> _GOAL_: Gather every line below that contains the string "frost", matching case exactly, and copy each one out in full.

> _LISTING_:
+===+

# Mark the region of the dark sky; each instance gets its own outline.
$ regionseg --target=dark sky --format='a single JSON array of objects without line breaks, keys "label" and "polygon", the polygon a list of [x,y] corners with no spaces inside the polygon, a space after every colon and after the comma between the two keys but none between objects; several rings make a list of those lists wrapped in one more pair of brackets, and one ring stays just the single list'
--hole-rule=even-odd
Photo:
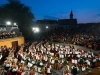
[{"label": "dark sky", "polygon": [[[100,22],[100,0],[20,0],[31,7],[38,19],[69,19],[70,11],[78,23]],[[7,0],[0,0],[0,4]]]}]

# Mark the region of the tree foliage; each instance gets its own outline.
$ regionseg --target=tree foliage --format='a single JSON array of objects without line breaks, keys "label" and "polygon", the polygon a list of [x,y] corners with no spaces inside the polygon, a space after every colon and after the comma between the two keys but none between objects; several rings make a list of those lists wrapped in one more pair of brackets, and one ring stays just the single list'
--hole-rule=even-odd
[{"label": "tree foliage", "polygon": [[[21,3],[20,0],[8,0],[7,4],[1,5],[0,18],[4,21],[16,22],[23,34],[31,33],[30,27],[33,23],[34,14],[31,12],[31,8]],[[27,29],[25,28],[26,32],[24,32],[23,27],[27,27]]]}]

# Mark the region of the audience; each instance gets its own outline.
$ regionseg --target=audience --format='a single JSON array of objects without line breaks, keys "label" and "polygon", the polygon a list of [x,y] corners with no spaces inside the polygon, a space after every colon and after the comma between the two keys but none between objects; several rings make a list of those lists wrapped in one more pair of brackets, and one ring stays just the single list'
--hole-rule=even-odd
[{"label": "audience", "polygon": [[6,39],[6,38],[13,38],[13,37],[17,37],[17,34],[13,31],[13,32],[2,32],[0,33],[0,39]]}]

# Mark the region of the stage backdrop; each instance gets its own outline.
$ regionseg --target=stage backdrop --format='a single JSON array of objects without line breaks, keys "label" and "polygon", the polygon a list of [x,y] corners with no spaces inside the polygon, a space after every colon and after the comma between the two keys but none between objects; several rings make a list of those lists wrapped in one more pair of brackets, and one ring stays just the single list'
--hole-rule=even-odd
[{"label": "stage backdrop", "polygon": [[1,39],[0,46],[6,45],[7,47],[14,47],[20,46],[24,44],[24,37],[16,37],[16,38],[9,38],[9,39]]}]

+===+

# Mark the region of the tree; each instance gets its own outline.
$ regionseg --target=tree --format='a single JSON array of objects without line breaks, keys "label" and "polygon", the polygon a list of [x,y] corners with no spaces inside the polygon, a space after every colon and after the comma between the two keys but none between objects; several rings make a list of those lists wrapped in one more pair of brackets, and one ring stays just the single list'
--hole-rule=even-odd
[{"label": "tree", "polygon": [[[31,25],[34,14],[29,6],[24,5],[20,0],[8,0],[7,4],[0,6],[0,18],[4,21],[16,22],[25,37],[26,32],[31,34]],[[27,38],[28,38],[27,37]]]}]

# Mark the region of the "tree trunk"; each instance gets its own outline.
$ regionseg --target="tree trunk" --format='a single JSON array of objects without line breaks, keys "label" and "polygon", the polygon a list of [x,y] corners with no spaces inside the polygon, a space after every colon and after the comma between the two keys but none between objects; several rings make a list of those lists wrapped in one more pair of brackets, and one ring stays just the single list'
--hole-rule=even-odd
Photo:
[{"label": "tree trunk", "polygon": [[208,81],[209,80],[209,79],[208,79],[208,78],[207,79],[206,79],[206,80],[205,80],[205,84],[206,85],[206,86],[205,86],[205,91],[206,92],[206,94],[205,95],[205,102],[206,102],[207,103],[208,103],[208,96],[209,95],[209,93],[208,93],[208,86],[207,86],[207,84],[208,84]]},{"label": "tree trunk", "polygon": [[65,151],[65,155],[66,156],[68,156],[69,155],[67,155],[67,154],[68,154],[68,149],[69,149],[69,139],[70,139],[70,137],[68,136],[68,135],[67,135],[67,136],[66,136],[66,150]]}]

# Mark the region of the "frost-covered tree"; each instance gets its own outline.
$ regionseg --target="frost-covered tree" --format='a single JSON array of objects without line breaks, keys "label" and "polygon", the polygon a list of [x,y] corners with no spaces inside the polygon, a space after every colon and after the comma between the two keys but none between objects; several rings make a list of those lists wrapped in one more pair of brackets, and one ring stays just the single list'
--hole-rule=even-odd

+===+

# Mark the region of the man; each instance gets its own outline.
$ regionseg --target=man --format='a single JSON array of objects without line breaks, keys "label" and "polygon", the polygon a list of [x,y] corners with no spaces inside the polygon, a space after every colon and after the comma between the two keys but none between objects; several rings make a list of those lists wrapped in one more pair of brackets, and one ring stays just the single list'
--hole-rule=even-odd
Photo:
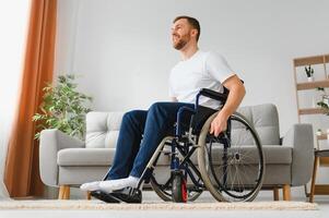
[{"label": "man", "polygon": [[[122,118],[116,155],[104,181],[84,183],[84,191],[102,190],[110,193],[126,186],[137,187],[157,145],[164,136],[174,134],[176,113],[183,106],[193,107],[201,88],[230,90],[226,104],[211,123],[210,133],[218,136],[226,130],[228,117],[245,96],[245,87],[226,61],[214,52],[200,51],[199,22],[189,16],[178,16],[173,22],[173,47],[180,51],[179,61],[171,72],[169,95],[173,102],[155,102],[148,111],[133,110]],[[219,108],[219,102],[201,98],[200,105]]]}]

+===+

> _FINAL RESULT_:
# Mark the region of the "frost-covered tree"; each instance gets its own outline.
$ regionseg --target="frost-covered tree" --format='a single JSON array of objects without line breaks, keys "label" and "polygon", the polygon a list of [x,y] corners with no spaces inside the polygon, a space after every colon and after the comma between the two keys but none between objects; several rings make a list of those lists wrapped in one more pair of brackets, and one ring stays just the single list'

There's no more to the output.